• [SET OF TASKS]
a) In the index selection passage, what does the first part of the calculation, (δ − σ), count?
b) From the index selection passage, quote the stretch from "Figure 6.4 illustrates" through "in Section 6.3.4.".
c) Extend the passage on the index selection pass from where it stops.

• [EXERCISE PASSAGE]

◇ ◇ ◇ ◇

By a similar argument to case 1, we can see that

$$\exists (\sigma_a, \delta_a) \in a, \exists (\sigma_b, \delta_b) \in b : (\sigma_a, \delta_a) \notin a \sqcup b \lor (\sigma_b, \delta_b) \notin a \sqcup b$$

which is a contradiction.  $\Box$ 

#### 6.3.3 Index Selection Pass

The index selection pass identifies the minimum overhead necessary to align each section of the program with the target power trace. When the SETA pass is complete, a single pass through the CFG chooses the start index in  $\beta$  of each basic block. The CFG has already been annotated with all of the options for the start and end indices. It is enough to perform

a single pass to select the best choice. Each option for a start index corresponds to the possible end of a predecessor in the CFG. We locally minimize the injected instruction overhead by choosing the start index that results in the least number of samples between each basic block and its predecessors, plus the number that must be added within the basic block itself.

Given the set of pairs  $S \subseteq L$  of start and end indices obtained from applying SETA, for each basic block, we find the optimal start index  $\hat{\sigma}$  as follows, where  $n = |\beta|$ :

$$\hat{\sigma} = \underset{(\sigma,\delta)\in\mathcal{S}}{\operatorname{arg\,min}} \ (\delta - \sigma) + \sum_{(\sigma_b,\delta_b)\in\mathcal{S}} (\sigma - \sigma_b + n) \bmod n \tag{6.4}$$

Figure 6.4 illustrates this with an example where we find  $\hat{\sigma}$  for basic block C. Its  $\mathcal{S}$  set contains two elements, both of which originate from the  $\mathcal{S}$  sets of its predecessors. The cost for  $(\sigma, \delta) = (3, 6)$  is  $10 = (6-3) + ((3-5+9) \mod 9)$ , while the cost for  $(\sigma, \delta) = (5, 9)$  is  $6 = (9-5) + ((5-3+9) \mod 9)$ . The first part of the calculation  $(\delta - \sigma)$  counts the execution time of C if the  $(\sigma, \delta)$  value is chosen. The second part (the sum term) counts the execution time of instructions that will be injected between C and its predecessors where their end indices are not aligned with the start of C. This is further explained in Section 6.3.4.

◇ ◇ ◇ ◇

• [GIVEN INFORMATION]
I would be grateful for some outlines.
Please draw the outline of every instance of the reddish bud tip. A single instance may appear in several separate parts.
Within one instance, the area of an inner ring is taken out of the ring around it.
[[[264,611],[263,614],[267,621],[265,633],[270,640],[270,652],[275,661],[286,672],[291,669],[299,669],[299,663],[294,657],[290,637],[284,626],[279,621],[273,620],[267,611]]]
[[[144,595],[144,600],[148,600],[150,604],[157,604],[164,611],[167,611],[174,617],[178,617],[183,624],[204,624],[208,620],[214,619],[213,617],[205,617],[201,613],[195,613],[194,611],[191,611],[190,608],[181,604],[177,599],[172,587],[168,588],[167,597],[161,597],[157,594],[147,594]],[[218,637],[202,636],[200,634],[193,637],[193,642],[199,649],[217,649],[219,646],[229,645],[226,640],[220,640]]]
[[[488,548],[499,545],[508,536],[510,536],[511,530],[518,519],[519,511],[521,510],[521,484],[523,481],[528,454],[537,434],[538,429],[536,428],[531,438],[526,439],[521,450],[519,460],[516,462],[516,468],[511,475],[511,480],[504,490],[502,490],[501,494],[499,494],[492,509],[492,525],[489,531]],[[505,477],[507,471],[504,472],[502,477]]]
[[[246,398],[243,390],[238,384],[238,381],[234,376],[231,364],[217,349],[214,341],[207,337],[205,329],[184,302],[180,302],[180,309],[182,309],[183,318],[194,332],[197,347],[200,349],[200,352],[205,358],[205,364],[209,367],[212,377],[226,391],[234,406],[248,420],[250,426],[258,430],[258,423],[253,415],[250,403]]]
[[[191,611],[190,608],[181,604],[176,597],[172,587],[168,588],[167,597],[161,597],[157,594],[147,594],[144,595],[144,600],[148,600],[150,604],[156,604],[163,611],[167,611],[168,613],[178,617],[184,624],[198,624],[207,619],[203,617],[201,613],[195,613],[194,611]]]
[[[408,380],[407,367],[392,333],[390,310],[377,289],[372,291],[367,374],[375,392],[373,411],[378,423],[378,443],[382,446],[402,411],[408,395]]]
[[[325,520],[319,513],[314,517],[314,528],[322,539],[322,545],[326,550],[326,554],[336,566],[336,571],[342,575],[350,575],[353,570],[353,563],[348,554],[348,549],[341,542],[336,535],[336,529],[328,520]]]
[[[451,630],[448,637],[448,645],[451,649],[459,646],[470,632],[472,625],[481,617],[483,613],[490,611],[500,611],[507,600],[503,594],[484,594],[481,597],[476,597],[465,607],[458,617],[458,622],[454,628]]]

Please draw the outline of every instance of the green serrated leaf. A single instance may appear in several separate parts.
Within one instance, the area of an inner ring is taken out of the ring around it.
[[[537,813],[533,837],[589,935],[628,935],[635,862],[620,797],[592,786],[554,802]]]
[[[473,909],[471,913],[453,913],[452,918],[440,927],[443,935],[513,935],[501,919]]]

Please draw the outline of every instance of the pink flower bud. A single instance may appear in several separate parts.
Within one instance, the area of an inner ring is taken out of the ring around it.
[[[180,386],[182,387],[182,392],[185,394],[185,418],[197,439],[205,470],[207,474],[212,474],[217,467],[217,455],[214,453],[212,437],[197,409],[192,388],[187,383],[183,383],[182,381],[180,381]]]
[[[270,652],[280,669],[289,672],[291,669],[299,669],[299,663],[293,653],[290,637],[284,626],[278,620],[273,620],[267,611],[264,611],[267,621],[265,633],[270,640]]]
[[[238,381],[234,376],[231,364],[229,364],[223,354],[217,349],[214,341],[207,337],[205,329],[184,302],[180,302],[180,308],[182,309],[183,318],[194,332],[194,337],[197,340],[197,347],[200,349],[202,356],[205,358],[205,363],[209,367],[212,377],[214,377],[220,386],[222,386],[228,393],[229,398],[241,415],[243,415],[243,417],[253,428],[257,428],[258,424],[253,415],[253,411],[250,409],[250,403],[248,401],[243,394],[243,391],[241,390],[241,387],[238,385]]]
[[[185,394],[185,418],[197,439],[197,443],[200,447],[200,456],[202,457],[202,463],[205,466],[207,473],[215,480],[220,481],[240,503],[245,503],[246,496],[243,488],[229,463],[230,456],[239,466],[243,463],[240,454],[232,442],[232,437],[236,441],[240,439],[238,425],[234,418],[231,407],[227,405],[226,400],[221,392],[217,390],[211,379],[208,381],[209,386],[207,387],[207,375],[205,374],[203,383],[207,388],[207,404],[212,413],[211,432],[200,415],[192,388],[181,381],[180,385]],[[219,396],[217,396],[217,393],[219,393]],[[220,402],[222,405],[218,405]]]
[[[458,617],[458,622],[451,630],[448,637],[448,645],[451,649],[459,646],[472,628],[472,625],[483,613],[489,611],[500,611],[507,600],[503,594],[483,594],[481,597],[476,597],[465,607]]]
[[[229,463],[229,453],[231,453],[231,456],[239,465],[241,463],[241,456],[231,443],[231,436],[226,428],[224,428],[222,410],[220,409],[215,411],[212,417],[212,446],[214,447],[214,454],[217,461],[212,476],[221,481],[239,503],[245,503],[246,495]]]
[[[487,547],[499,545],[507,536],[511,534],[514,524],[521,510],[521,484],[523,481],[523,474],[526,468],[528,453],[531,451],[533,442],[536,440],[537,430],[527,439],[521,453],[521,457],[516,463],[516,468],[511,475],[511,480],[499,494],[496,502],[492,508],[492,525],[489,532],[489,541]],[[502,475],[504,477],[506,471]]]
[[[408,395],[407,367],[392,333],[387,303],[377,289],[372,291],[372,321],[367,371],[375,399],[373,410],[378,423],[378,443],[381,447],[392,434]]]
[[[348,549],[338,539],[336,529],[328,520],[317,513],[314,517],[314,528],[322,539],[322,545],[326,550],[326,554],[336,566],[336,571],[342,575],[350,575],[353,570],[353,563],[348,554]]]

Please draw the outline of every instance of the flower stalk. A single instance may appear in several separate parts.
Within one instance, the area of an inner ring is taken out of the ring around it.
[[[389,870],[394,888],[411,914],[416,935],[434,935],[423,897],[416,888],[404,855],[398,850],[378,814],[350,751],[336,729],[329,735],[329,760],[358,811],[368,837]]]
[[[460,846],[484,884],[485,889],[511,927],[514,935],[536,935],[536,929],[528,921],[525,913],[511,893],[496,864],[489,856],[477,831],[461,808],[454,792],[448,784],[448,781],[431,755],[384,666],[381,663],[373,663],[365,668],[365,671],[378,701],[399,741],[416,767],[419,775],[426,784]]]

◇ ◇ ◇ ◇

• [ANSWERS FOR THIS EXERCISE]
a) It counts the execution time of C if the (σ, δ) value is chosen.

b)
Figure 6.4 illustrates this with an example where we find  $\hat{\sigma}$  for basic block C. Its  $\mathcal{S}$  set contains two elements, both of which originate from the  $\mathcal{S}$  sets of its predecessors. The cost for  $(\sigma, \delta) = (3, 6)$  is  $10 = (6-3) + ((3-5+9) \mod 9)$ , while the cost for  $(\sigma, \delta) = (5, 9)$  is  $6 = (9-5) + ((5-3+9) \mod 9)$ . The first part of the calculation  $(\delta - \sigma)$  counts the execution time of C if the  $(\sigma, \delta)$  value is chosen. The second part (the sum term) counts the execution time of instructions that will be injected between C and its predecessors where their end indices are not aligned with the start of C. This is further explained in Section 6.3.4.

c)
Figure 6.4: Selecting start and end indices

If the probability of execution for the predecessors of the basic block are known, we can include them as weights in the equation to minimize the average overhead:

$$\hat{\sigma} = \underset{(\sigma,\delta)\in\mathcal{S}}{\operatorname{arg\,min}} \ P_{(\delta,\sigma)}\left((\delta-\sigma) + \sum_{P(\sigma_b,\delta_b)}((\sigma-\sigma_b+n) \bmod n)\right)$$

$$\tag{6.5}$$

where  $n = |\beta|$ ,  $P_{(\sigma,\delta)}$  is the probability of execution of the predecessor(s) corresponding to the pair  $(\sigma, \delta) \in \mathcal{S}$ , and the sum is taken over  $(\sigma_b, \delta_b) \in \mathcal{S}$ .

Each  $(\sigma, \delta) \in \mathcal{S}$  may correspond to more than one predecessor, so  $P_{(\sigma,\delta)}$  may include the probability of execution of more than one basic block. Conversely, more than one  $(\sigma, \delta)$  may correspond to the same predecessor, so  $\sum_{(\sigma,\delta)\in\mathcal{S}} P_{(\sigma,\delta)} \geqslant 1$ . This is not a problem because we are minimizing a cost and only need to weight each component of that cost by its probability. When more than one  $(\sigma, \delta)$  correspond to the same predecessor, their contributions to the summation are added redundantly; however, they are added redundantly for all the choices of  $(\sigma, \delta)$ , so they cancel out during comparison.

## 6.3.4 Instruction Injection Pass

After the start and corresponding end indices have been chosen for each basic block, the final step is to inject the instructions. The  $\tau'_{\varepsilon}$  function for each basic block is applied with  $\sigma$  given by the selected start index from the previous pass. We say that a gap occurs when there is a difference between the end index of one power trace and the beginning of the next. Where gaps occur in the basic block, we create and insert instructions which most closely match the trace in that gap.

**Definition 7** A gap,  $\gamma$ , is the difference between the start index in  $\beta$  of one power trace, and the end index in  $\beta$  of the power trace that precedes it.

Formally, given a power trace  $\mathbf{p} \in \mathbb{R}^m$ , a desired power trace  $\boldsymbol{\beta} \in \mathbb{R}^n$ , and a starting offset  $\sigma$ , we define:

$$\gamma \triangleq (\tau_{\varepsilon}(\mathbf{p}, \sigma) - m) - \sigma \tag{6.6}$$

We must also take into account gaps between basic blocks. When we choose a start index that does not match the end index of some predecessors, we must add *interstitial* basic blocks. An interstitial basic block contains only injected instructions and is inserted between the terminator instruction of the predecessor and the start instruction that it originally pointed to. Interstitial basic blocks will always use the same terminator instruction as the predecessor that requires no interstitial basic block.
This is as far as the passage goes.